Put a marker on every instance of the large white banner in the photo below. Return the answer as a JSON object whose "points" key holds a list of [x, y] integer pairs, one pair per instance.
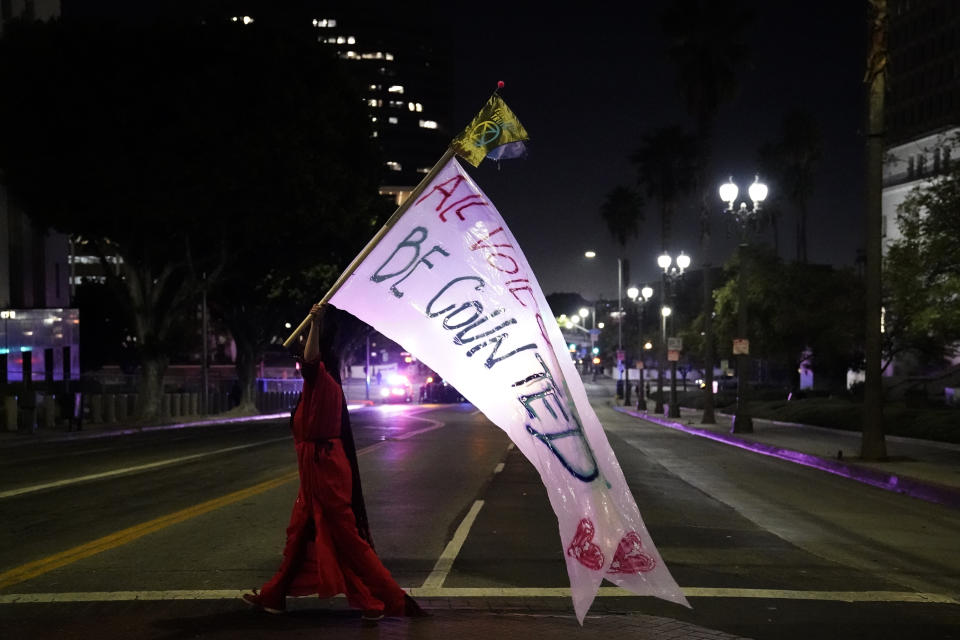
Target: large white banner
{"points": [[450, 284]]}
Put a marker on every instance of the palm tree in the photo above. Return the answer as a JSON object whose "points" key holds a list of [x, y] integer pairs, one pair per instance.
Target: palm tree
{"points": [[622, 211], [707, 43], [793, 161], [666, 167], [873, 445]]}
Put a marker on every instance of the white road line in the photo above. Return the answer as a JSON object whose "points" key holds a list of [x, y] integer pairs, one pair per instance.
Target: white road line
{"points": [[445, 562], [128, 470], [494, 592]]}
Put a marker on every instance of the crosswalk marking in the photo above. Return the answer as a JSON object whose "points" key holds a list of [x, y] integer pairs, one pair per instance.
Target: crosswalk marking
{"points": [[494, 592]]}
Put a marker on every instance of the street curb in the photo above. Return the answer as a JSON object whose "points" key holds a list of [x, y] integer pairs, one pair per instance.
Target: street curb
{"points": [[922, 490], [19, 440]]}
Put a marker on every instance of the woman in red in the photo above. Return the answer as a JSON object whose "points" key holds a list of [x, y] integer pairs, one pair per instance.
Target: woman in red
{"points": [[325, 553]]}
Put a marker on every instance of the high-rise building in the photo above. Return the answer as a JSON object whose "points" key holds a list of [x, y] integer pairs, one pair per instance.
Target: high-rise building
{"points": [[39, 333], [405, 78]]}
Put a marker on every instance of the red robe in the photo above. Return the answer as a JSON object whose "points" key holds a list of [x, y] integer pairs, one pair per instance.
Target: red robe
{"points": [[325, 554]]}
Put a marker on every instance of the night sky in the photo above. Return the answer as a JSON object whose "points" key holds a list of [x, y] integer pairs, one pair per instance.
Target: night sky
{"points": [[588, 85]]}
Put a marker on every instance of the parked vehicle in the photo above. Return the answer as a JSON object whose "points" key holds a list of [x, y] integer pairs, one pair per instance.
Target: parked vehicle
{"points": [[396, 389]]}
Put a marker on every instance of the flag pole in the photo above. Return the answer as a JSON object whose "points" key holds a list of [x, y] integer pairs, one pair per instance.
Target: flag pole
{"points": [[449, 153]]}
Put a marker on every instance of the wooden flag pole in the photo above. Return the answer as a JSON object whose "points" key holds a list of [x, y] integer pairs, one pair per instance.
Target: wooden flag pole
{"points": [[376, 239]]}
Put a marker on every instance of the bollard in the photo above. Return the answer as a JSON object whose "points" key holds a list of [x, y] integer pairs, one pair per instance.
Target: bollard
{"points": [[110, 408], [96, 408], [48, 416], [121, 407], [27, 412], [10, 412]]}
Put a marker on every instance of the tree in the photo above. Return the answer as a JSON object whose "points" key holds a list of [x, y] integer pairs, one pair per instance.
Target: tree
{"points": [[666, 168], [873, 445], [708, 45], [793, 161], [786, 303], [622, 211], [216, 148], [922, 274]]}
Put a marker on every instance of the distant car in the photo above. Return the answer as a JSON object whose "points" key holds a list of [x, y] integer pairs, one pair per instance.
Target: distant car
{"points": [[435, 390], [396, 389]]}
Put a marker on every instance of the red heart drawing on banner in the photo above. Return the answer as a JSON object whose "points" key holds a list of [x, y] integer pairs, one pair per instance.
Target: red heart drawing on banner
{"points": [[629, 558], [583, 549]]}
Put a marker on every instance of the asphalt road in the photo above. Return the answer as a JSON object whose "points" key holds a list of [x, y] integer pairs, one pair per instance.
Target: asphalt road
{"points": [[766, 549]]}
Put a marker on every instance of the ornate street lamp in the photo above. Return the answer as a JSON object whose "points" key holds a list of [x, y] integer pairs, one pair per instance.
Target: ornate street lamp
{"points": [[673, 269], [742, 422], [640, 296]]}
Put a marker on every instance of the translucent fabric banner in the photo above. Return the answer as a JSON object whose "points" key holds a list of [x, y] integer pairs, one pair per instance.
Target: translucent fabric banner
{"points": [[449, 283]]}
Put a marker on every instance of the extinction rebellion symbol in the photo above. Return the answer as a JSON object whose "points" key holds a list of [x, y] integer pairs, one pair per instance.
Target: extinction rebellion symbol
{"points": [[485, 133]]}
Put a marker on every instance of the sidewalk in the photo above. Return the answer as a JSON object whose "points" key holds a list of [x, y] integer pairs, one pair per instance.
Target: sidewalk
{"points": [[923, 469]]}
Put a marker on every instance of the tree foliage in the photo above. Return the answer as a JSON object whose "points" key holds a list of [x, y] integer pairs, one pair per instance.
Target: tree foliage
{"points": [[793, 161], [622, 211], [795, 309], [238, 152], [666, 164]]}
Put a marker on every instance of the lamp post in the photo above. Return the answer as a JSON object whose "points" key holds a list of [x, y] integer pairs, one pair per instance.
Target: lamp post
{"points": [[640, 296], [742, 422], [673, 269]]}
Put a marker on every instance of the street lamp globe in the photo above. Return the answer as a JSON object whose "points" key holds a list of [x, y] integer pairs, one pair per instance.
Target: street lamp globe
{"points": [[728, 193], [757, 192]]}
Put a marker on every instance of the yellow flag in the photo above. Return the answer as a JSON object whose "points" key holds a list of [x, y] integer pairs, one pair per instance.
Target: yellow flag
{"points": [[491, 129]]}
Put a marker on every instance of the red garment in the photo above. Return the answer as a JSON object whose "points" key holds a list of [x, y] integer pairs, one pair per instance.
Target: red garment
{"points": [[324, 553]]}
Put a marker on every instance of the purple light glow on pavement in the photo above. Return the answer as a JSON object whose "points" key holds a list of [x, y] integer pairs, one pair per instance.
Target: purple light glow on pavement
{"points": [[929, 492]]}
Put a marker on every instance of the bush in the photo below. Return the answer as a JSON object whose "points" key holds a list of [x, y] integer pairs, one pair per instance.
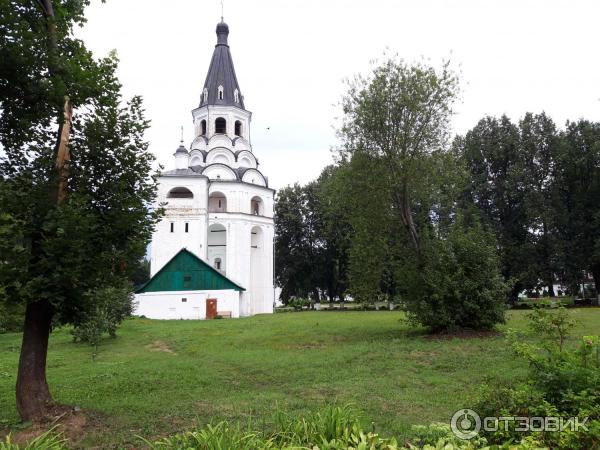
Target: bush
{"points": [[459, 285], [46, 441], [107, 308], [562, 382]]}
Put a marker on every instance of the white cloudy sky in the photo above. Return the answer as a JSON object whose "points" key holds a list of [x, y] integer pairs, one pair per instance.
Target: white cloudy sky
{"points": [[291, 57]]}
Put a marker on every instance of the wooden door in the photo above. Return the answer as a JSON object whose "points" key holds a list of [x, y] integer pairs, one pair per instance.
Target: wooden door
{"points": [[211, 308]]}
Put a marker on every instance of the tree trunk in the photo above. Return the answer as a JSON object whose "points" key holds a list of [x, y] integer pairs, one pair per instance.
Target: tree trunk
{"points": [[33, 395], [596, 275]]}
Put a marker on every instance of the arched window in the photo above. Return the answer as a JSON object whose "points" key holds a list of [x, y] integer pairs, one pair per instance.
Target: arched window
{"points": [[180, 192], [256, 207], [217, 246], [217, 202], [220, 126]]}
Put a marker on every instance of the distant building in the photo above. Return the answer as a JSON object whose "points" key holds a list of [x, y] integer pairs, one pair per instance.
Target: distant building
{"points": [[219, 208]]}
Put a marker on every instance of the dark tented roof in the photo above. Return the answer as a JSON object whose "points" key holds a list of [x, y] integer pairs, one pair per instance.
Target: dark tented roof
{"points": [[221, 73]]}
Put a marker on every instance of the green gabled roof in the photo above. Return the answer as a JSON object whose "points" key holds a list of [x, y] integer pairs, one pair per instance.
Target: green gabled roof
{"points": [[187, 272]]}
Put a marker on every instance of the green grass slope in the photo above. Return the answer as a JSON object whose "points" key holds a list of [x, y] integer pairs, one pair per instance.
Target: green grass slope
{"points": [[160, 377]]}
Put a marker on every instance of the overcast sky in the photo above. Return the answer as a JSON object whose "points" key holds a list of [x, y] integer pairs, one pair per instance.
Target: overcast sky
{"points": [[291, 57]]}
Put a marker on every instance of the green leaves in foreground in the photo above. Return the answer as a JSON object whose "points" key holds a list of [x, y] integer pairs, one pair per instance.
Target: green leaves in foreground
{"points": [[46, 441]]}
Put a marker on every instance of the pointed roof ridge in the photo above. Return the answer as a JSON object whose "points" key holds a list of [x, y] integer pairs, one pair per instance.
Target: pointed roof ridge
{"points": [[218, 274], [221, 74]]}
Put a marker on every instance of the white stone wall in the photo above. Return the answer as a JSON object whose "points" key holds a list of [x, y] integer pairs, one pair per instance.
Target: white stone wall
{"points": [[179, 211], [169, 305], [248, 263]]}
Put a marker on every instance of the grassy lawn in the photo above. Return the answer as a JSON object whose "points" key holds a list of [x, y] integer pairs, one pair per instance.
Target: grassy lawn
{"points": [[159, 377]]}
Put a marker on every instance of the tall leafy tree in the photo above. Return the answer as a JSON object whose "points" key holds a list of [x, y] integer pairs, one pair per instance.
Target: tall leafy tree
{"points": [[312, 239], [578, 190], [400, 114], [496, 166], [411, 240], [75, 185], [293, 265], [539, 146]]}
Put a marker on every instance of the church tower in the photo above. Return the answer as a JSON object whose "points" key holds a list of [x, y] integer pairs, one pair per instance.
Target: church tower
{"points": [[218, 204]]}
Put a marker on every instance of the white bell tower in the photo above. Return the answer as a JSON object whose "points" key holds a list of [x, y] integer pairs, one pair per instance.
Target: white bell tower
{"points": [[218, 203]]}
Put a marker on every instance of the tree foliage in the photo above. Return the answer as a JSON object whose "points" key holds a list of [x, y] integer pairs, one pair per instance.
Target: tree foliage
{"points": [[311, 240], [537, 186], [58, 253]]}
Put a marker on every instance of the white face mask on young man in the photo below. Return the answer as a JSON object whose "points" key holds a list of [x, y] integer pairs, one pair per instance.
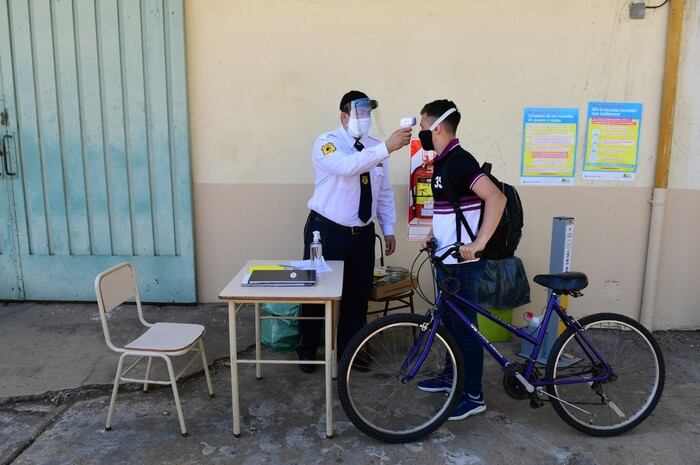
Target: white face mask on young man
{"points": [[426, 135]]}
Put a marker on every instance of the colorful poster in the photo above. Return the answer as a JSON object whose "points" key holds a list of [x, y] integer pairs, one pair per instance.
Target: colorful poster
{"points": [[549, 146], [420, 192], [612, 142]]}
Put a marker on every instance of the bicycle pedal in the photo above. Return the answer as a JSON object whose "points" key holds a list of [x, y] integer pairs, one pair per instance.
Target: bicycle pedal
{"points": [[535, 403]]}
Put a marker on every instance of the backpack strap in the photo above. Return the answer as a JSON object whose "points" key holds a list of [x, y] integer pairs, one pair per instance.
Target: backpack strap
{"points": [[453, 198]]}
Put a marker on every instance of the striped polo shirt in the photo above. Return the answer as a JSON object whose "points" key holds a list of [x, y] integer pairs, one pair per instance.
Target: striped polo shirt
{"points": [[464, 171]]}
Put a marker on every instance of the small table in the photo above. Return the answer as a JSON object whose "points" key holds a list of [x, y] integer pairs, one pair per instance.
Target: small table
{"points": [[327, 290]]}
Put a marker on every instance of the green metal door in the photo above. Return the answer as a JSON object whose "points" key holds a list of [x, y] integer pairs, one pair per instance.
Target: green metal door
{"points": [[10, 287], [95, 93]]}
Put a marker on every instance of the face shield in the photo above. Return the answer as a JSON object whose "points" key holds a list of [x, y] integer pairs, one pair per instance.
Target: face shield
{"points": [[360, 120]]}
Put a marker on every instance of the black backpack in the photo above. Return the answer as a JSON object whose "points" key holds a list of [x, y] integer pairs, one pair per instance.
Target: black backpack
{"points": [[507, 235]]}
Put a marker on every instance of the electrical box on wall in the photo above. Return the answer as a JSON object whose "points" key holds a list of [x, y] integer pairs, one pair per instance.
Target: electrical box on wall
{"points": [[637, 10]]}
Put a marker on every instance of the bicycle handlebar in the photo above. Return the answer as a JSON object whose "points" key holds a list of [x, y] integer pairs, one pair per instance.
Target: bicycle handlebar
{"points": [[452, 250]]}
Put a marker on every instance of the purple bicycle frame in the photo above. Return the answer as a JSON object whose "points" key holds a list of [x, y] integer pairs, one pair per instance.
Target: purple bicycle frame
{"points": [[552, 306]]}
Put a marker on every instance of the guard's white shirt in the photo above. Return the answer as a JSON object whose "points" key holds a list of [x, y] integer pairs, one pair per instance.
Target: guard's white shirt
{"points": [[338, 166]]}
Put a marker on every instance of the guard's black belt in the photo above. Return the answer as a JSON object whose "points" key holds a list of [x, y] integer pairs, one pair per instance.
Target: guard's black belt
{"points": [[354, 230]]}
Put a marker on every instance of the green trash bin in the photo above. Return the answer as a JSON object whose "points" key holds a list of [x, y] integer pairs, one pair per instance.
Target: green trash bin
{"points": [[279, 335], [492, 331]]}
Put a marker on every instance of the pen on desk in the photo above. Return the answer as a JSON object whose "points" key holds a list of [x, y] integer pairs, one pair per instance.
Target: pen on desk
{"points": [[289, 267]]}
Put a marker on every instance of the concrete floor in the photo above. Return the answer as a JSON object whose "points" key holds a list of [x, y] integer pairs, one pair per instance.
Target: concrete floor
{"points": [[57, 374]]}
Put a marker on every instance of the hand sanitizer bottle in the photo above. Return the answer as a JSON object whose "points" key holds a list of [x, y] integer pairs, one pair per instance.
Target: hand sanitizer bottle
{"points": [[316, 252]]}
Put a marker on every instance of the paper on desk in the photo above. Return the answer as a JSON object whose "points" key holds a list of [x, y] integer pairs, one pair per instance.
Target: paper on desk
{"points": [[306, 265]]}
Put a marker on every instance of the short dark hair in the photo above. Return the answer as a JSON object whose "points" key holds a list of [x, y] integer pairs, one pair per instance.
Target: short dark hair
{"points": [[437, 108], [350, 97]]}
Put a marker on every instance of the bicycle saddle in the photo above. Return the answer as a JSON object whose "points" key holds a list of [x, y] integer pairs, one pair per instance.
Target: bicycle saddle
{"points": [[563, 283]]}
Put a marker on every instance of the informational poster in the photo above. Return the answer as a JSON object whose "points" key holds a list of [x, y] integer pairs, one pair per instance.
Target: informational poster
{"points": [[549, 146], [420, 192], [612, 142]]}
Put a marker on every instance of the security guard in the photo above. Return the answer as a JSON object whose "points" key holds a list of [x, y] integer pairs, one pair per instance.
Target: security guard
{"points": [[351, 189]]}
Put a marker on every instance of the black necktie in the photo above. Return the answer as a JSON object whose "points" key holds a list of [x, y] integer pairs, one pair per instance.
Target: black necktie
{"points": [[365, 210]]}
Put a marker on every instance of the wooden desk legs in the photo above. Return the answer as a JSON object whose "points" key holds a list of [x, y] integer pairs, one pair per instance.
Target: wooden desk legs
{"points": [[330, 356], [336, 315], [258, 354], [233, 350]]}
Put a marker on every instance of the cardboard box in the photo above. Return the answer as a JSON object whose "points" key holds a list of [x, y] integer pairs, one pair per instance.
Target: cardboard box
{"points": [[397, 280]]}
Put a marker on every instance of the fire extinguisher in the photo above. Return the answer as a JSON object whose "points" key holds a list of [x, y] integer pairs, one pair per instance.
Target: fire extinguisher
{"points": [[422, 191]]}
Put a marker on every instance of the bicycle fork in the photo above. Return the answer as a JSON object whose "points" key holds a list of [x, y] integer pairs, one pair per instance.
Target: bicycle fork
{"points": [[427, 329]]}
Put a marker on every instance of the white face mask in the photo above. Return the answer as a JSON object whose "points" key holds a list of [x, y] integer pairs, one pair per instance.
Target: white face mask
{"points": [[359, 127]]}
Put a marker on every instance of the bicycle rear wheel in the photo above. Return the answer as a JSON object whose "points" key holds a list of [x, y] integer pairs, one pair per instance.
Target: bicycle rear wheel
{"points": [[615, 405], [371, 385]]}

++++++++++++++++++++

▶ **Exercise**:
Across the listing above, how many lines carry "below"? Give only the number.

▶ **Problem solution**:
3